▶ [Exercise details]: Rewrite only the lines of the records below from the line with "Draw the outline of every instance of the blurred" to the line with "48], [128, 49]]", both included and requests kept. Add -126 to every x and y coordinate in the answer outlines.
======== Records ========
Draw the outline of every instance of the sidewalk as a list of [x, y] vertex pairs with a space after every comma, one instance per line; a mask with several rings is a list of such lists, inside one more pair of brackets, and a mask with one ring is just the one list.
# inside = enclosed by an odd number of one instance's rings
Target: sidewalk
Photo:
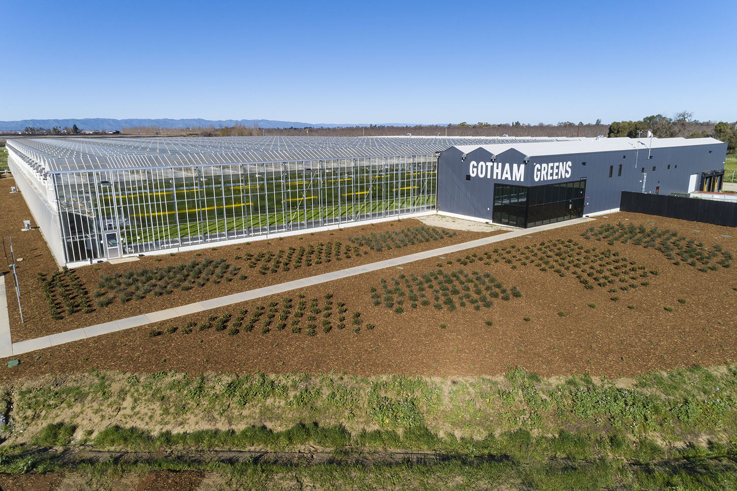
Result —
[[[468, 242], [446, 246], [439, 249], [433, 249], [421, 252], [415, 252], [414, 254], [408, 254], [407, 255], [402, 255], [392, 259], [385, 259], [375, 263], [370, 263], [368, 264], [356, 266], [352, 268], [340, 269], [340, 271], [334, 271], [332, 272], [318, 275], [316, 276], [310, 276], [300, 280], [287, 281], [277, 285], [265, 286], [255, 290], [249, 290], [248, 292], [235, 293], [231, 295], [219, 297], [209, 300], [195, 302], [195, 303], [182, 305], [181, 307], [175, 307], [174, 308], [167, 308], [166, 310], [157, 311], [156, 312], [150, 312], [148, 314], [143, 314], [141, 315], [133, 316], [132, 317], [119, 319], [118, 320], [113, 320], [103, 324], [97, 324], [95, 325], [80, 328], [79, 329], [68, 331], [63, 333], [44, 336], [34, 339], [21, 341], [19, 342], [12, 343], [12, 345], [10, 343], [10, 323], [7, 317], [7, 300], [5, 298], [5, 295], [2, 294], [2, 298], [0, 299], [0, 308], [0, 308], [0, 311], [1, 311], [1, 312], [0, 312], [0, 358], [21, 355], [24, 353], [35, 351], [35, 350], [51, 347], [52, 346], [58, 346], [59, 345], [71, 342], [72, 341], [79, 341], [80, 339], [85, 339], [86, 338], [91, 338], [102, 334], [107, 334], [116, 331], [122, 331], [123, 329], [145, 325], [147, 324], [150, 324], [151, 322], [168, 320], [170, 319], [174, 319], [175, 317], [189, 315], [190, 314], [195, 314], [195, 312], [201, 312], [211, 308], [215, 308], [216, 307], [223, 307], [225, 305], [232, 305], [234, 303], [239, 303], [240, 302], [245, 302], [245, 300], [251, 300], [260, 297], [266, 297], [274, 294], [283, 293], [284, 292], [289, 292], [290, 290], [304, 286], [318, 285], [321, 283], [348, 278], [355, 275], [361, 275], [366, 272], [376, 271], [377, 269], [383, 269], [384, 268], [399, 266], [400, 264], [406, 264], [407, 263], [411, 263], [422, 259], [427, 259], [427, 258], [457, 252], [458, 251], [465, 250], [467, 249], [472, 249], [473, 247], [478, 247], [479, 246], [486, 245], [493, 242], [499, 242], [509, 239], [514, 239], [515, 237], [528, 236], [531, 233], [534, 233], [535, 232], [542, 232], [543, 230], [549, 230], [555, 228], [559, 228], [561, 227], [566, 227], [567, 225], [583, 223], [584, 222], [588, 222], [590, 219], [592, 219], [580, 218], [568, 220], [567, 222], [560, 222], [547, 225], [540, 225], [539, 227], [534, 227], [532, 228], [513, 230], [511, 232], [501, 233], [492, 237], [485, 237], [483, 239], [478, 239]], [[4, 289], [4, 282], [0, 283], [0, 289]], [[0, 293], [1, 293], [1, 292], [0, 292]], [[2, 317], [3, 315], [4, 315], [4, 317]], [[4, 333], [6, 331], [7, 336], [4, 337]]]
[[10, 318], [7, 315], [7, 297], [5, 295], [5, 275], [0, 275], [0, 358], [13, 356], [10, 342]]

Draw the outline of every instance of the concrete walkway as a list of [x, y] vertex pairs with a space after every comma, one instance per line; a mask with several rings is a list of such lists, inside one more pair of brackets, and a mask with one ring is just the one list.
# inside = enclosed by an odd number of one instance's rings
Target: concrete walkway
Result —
========
======== Records ========
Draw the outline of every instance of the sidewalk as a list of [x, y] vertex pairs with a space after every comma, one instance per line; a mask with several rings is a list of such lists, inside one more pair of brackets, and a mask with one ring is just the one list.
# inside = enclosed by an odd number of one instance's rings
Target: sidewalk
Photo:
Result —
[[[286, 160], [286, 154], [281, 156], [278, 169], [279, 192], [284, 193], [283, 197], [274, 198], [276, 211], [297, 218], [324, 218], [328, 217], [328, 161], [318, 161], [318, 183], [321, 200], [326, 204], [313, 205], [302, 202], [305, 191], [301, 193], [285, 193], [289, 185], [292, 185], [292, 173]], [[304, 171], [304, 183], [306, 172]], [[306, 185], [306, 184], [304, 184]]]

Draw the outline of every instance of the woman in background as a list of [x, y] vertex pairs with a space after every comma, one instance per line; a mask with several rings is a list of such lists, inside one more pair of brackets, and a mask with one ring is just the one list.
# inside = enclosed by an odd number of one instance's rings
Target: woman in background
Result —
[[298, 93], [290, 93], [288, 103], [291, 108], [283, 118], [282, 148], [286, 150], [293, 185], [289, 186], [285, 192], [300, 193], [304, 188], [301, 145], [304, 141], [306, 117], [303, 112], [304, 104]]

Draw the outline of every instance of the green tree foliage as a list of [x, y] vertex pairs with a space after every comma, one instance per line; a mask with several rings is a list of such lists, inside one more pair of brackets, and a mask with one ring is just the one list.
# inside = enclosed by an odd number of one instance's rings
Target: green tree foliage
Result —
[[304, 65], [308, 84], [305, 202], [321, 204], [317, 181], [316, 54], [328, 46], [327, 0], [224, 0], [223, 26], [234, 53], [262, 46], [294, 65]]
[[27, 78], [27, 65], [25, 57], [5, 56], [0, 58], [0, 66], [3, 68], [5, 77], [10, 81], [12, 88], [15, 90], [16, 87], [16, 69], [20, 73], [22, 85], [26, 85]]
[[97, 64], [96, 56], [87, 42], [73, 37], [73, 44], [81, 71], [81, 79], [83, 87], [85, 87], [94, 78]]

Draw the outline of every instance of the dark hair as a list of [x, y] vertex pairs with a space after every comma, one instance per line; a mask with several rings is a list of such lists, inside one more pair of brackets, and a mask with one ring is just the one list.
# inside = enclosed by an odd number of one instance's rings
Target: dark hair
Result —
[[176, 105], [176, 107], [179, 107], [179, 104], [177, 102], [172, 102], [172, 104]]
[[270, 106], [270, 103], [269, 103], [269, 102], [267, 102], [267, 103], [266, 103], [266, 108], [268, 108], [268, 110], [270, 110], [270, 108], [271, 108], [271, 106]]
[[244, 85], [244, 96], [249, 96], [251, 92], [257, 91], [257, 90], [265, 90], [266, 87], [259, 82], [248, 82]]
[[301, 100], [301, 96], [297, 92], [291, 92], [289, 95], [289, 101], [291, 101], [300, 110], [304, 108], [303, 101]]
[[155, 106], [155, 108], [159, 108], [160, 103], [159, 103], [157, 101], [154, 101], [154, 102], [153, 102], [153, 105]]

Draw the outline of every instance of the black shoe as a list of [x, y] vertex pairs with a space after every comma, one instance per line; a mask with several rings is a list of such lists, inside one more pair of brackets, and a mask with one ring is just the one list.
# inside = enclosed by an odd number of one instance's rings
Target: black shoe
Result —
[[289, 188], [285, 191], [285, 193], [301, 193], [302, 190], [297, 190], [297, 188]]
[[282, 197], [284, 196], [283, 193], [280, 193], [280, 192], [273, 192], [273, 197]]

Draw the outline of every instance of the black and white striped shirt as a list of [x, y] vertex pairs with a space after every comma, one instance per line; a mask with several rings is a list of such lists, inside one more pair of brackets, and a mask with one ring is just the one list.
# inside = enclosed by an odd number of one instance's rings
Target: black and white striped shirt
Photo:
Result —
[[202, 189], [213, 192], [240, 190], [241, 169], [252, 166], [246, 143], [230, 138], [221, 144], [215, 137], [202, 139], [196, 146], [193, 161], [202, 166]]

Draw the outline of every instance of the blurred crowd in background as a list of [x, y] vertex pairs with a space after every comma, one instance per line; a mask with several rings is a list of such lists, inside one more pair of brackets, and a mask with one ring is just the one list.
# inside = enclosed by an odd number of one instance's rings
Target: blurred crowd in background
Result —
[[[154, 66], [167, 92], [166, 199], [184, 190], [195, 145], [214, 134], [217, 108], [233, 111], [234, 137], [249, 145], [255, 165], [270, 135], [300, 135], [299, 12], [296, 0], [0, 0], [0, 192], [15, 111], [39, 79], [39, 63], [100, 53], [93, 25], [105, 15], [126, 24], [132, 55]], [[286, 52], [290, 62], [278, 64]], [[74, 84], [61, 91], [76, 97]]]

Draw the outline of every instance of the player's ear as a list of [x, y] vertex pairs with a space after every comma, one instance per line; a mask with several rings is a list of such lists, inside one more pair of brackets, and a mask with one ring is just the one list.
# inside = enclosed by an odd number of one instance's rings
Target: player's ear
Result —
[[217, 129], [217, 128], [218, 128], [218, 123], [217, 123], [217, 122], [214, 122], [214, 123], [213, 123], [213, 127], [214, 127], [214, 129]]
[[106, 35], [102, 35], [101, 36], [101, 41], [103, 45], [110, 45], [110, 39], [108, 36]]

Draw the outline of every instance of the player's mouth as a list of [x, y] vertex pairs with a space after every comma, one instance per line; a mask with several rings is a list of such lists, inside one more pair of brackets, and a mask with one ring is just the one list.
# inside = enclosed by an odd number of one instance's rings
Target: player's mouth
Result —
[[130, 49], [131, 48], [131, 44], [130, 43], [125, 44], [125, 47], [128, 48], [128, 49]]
========
▶ [Full response]:
Draw the outline of every instance of the blurred crowd in background as a list of [x, y] vertex pairs with a space after every comma, one instance per line; a mask with several rings is a list of such lists, inside one more pair of brackets, and a mask with one ring is just the one list.
# inside = enclosed by an odd number of one instance's rings
Target: blurred crowd in background
Result —
[[[28, -60], [41, -34], [40, 73], [58, 64], [69, 19], [88, 8], [91, -18], [107, -15], [108, 11], [123, 19], [129, 39], [144, 9], [174, 9], [173, -114], [170, -126], [-126, -126], [-126, 66], [-111, -15], [-87, -47], [-87, -63], [-26, -73], [-33, -101], [-21, -111], [0, -102], [6, -71]], [[160, -74], [164, -64], [152, -62]], [[-52, -42], [-65, -35], [-50, -29]]]

Draw the outline of every instance of the player's ear as a list of [x, y] vertex pairs with a space after every comma, one instance per line; a mask with several rings is a list of such lists, inside one more pair of brackets, and a mask with one ring is just the one list.
# inside = enclosed by an odd number of one instance's rings
Target: player's ear
Result —
[[91, 3], [91, 2], [92, 2], [92, -3], [91, -3], [91, -4], [88, -4], [88, -3], [87, -3], [87, 1], [88, 1], [88, 3]]
[[-20, -91], [-24, -91], [-25, -90], [-25, -85], [-23, -81], [-16, -81], [-16, -87], [-18, -90]]

Draw the outline of every instance of the player's mouth as a list of [x, y] vertex pairs with a space after every comma, one instance per line; a mask with several rings is a list of such lists, inside one more pair of brackets, and a mask with one ring is just the one list.
# inside = enclosed by an odd number of one instance's rings
Target: player's mouth
Result —
[[4, -77], [5, -78], [5, -82], [4, -83], [-1, -82], [-1, -79], [2, -78], [2, -77]]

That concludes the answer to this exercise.